Records taken from a collection:

★ ★ ★ ★ ★

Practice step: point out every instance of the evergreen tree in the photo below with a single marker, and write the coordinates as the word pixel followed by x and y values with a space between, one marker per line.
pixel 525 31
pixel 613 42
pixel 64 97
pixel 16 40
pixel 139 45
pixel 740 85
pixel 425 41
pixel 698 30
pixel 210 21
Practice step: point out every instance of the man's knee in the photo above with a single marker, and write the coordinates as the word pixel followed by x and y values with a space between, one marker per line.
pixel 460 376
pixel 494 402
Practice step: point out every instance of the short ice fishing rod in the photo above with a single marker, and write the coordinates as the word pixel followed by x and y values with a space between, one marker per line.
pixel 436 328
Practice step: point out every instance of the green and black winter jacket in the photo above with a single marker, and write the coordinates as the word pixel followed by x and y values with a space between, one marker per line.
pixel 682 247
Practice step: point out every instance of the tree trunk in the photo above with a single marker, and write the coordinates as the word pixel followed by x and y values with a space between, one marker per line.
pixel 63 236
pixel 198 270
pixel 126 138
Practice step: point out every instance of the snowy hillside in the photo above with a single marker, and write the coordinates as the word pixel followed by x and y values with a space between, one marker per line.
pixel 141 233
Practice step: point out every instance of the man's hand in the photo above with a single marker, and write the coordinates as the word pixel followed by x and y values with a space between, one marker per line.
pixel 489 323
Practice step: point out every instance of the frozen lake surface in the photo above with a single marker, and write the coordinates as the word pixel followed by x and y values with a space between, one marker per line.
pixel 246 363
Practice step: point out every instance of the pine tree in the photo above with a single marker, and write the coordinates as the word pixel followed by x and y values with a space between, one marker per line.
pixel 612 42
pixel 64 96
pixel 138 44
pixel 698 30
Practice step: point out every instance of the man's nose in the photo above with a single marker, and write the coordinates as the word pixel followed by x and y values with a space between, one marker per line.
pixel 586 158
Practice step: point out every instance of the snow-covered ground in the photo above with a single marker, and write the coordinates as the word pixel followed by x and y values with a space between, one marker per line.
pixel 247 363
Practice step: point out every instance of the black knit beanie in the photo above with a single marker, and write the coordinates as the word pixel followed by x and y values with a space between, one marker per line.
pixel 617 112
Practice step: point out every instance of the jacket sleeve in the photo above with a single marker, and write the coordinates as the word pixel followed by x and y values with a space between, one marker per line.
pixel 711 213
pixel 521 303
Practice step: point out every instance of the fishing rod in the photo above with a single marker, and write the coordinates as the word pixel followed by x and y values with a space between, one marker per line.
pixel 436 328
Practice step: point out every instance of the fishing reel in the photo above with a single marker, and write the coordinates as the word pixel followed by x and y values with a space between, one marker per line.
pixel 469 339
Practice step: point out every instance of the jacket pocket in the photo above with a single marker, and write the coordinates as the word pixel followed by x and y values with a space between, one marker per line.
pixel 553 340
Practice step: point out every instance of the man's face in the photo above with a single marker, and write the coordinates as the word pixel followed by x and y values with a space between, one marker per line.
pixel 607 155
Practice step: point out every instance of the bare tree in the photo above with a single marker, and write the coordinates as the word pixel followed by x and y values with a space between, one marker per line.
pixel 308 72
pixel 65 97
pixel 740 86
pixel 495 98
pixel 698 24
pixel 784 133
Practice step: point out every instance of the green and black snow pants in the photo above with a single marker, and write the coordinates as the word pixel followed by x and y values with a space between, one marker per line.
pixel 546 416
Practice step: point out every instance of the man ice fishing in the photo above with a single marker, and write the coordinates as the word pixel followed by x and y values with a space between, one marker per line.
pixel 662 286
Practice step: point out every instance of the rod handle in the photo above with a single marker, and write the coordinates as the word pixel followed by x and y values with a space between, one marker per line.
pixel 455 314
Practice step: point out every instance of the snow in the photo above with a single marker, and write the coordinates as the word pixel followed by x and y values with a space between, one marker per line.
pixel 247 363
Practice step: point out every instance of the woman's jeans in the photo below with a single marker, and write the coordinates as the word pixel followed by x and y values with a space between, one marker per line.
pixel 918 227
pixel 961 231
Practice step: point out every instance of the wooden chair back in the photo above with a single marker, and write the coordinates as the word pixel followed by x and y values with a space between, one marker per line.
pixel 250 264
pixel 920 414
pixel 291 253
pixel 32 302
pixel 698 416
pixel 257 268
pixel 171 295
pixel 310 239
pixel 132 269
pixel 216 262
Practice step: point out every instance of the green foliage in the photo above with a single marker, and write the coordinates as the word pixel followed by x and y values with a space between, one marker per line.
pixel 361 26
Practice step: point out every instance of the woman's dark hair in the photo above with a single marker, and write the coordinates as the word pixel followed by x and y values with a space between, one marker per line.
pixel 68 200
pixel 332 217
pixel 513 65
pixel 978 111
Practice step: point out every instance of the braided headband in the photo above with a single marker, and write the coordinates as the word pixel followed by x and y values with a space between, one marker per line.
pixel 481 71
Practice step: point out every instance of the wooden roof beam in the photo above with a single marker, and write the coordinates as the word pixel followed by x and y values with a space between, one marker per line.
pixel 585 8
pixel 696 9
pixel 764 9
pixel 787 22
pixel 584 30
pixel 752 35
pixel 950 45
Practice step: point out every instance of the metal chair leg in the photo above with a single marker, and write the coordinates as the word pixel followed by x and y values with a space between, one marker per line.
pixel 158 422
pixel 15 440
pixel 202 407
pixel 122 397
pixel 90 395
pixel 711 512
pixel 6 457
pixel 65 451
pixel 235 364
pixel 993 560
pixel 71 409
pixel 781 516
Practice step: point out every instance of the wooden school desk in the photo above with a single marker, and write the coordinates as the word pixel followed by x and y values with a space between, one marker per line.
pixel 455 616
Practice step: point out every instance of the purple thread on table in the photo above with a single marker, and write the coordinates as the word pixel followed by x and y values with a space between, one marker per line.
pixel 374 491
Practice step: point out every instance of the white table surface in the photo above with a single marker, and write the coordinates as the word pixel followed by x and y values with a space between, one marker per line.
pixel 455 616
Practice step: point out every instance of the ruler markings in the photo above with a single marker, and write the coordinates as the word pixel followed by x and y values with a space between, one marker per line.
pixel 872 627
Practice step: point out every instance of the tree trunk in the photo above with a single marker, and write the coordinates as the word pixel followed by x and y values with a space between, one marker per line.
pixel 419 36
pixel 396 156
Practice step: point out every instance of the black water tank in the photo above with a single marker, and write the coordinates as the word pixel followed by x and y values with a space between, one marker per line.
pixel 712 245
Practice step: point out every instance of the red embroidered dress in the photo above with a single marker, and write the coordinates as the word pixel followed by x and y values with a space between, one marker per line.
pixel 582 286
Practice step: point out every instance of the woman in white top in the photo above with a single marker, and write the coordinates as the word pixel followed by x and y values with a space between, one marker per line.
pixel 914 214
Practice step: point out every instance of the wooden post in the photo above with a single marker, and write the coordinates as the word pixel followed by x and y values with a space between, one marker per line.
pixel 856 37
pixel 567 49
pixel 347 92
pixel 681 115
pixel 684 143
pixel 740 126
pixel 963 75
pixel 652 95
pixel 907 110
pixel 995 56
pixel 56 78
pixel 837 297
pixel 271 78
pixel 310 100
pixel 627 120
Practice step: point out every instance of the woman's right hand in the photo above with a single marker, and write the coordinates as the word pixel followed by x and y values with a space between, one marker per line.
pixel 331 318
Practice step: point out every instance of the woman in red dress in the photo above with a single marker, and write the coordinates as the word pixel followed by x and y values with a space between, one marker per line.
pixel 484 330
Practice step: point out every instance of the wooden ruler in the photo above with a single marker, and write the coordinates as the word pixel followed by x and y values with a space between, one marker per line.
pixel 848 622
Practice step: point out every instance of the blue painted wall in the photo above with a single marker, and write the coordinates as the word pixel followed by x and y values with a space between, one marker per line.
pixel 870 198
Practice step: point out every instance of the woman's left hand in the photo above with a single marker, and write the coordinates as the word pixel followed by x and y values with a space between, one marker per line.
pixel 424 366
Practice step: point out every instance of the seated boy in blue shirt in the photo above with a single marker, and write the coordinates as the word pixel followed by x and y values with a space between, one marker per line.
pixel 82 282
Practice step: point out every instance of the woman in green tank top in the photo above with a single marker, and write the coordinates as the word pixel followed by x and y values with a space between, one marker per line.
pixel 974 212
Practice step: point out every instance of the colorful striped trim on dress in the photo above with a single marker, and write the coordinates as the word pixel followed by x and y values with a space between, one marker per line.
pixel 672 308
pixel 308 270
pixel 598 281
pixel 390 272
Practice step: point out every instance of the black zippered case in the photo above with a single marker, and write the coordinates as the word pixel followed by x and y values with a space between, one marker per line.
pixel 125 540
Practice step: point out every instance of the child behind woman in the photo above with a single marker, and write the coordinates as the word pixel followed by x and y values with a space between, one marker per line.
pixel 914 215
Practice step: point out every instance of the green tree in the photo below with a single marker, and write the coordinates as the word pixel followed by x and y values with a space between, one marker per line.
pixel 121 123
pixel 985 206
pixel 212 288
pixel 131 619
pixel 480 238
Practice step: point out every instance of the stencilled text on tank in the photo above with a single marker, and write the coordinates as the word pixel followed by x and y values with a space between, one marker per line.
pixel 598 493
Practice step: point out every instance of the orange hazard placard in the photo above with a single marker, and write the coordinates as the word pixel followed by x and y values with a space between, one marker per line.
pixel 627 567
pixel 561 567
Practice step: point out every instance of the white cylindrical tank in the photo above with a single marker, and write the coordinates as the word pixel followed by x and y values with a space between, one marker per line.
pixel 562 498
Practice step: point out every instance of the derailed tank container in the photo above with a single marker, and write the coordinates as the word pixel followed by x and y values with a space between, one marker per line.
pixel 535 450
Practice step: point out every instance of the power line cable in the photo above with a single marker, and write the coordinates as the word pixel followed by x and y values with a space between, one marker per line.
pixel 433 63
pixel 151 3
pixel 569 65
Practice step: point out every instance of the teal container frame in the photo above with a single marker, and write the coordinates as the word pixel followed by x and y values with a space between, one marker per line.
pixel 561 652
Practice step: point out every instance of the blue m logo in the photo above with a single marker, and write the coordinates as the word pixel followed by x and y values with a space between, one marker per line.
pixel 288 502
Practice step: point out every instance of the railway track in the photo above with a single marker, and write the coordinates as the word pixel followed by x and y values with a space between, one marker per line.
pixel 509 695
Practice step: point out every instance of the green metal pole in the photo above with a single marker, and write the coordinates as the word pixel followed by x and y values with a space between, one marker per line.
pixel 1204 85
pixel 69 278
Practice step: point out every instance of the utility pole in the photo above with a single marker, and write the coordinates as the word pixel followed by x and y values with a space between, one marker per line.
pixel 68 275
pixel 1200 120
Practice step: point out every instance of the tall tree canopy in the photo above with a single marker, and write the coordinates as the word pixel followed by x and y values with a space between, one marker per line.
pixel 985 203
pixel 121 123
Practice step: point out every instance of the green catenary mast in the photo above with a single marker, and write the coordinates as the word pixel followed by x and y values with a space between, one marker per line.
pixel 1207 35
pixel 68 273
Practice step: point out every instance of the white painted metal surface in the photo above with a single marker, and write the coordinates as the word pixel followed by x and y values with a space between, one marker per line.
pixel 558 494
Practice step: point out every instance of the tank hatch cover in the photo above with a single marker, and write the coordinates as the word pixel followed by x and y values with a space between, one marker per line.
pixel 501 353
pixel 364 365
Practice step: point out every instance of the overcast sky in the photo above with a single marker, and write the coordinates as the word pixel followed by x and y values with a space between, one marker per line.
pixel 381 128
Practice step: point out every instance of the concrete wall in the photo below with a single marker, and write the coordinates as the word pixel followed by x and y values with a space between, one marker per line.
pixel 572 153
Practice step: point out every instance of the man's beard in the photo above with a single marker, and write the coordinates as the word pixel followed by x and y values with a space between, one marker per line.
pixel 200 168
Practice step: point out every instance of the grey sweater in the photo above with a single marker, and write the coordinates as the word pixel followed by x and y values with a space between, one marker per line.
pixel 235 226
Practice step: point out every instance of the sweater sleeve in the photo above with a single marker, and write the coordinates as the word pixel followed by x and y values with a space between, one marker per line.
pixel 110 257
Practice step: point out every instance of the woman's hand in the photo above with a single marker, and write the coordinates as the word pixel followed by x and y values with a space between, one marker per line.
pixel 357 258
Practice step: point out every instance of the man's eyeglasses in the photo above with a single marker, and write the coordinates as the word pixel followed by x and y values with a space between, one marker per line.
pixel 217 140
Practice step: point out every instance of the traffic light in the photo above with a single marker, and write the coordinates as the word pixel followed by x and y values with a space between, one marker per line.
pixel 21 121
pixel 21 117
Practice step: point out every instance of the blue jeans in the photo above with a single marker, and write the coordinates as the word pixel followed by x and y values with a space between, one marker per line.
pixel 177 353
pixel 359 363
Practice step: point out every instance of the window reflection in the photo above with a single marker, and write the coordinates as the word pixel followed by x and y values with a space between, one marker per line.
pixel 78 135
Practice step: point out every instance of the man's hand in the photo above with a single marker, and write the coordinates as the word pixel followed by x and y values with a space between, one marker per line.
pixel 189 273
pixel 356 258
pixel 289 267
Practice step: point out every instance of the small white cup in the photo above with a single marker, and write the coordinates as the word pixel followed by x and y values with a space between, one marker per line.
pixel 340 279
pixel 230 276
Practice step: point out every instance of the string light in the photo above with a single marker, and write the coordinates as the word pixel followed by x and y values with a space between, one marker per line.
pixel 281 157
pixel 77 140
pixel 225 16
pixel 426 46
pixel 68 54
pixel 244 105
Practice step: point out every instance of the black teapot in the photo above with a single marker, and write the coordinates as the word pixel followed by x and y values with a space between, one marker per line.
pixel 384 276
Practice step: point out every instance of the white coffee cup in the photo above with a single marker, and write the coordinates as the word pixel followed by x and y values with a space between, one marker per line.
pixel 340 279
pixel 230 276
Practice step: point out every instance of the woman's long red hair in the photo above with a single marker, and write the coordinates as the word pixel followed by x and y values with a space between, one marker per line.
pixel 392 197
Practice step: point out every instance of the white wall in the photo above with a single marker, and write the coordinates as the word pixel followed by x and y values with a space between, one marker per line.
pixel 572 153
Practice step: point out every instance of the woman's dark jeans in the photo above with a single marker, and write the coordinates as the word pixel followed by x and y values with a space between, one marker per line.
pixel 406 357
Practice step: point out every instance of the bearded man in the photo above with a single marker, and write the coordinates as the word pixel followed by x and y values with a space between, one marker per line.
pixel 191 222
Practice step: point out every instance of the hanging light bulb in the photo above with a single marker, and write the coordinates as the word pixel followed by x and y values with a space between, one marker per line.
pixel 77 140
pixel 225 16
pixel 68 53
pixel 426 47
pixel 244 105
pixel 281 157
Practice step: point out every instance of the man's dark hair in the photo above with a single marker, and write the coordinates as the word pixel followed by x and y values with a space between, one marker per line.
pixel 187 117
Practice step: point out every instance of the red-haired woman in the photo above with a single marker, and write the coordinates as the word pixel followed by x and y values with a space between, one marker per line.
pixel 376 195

★ ★ ★ ★ ★

== Goal ==
Turn the records above into a numbered list with blank lines left out, starting at the line that contains "Practice step: point out every instance of the power" and ending after the line that contains "pixel 569 65".

== Solved exercise ==
1. Practice step: point out every instance of the power line cable in the photo above with a single marker, and write the coordinates as the word pixel followed by x and y values with a space between, one marker per line.
2. pixel 433 63
3. pixel 151 3
4. pixel 569 65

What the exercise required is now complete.